[Exercise prompt]: Extract every line of the records below that contains the string "trunk", matching case exactly.

[Exercise data]:
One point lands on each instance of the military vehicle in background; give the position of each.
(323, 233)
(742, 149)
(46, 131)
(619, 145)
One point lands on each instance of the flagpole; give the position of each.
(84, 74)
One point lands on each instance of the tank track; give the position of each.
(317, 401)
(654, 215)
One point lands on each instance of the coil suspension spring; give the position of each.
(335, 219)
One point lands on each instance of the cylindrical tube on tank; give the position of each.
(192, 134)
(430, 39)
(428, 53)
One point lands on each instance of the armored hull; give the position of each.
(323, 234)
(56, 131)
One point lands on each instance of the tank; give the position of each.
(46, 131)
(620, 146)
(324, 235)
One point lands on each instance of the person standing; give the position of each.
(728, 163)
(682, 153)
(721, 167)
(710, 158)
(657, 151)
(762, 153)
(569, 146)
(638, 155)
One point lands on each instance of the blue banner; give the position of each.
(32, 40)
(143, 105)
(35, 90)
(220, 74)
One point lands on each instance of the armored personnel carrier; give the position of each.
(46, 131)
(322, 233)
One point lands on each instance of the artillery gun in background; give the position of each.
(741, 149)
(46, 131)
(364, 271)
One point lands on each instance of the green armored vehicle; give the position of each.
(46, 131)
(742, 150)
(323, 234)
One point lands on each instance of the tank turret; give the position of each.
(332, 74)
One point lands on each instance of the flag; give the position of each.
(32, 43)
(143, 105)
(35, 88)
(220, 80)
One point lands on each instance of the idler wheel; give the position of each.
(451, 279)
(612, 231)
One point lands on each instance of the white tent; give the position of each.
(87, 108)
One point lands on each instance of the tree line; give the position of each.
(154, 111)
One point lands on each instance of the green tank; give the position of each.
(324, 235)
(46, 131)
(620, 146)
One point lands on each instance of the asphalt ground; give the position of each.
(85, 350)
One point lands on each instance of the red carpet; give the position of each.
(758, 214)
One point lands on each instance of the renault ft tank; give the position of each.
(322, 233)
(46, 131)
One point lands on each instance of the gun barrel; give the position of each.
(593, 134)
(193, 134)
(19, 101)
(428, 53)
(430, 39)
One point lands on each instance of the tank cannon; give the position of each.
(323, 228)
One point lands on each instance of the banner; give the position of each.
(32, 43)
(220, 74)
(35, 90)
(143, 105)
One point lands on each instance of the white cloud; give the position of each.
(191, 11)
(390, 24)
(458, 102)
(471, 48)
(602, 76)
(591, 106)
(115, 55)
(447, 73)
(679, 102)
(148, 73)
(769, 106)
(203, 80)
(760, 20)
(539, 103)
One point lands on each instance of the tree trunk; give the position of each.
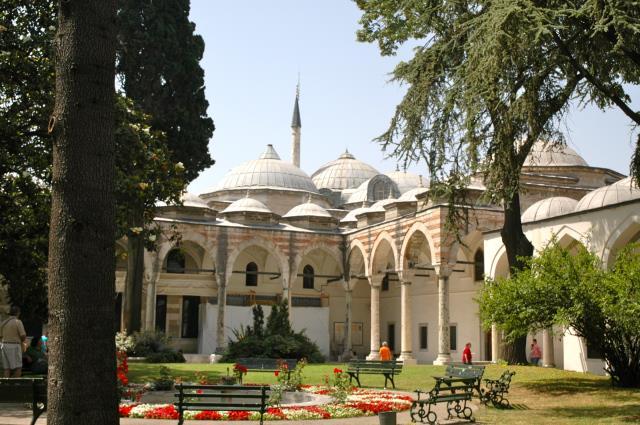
(132, 308)
(82, 364)
(517, 246)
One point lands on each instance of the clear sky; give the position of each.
(254, 51)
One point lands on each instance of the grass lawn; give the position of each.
(540, 396)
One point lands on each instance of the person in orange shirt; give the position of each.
(385, 352)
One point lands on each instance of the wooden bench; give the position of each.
(495, 390)
(466, 371)
(374, 367)
(456, 392)
(25, 390)
(221, 397)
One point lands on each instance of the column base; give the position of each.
(374, 355)
(407, 358)
(442, 359)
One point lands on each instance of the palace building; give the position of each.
(363, 256)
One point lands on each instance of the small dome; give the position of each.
(621, 191)
(351, 215)
(549, 207)
(346, 172)
(267, 171)
(544, 154)
(193, 200)
(308, 209)
(247, 205)
(405, 181)
(410, 196)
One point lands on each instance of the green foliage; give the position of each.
(154, 346)
(569, 289)
(158, 65)
(164, 381)
(276, 340)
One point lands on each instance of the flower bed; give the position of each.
(359, 403)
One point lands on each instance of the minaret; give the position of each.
(296, 125)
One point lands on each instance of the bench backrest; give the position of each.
(465, 371)
(18, 390)
(375, 365)
(222, 397)
(265, 363)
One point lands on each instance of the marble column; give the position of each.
(221, 341)
(348, 319)
(375, 282)
(152, 279)
(548, 359)
(444, 349)
(495, 344)
(406, 324)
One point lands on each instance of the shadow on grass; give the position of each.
(621, 414)
(573, 386)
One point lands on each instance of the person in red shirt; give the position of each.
(466, 354)
(385, 352)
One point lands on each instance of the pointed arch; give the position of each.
(380, 241)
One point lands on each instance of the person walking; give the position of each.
(385, 352)
(12, 335)
(466, 353)
(536, 353)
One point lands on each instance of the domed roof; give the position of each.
(621, 191)
(545, 154)
(410, 195)
(346, 172)
(351, 215)
(549, 207)
(308, 209)
(247, 205)
(267, 171)
(405, 181)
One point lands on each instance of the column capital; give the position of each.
(375, 280)
(406, 276)
(443, 270)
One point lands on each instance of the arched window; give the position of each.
(308, 277)
(478, 265)
(175, 261)
(381, 190)
(251, 278)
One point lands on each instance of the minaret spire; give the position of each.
(296, 126)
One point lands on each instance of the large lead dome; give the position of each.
(267, 171)
(346, 172)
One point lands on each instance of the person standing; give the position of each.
(385, 352)
(536, 353)
(466, 354)
(12, 335)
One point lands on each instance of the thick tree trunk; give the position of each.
(517, 246)
(82, 365)
(132, 309)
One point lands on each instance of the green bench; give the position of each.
(466, 371)
(25, 390)
(496, 389)
(221, 397)
(456, 392)
(389, 369)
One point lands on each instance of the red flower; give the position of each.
(238, 415)
(208, 415)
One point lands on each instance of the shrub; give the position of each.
(276, 339)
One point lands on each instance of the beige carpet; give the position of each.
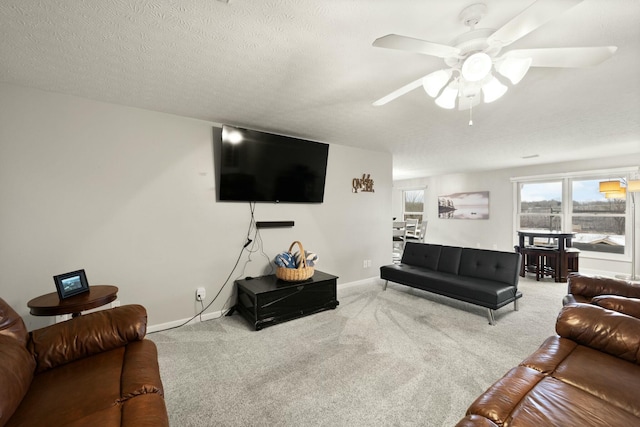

[Exercise answer]:
One point lands on each instance of the tree trunk; give the position of each.
One point lands on each instance of the thick tree trunk; give the position of each.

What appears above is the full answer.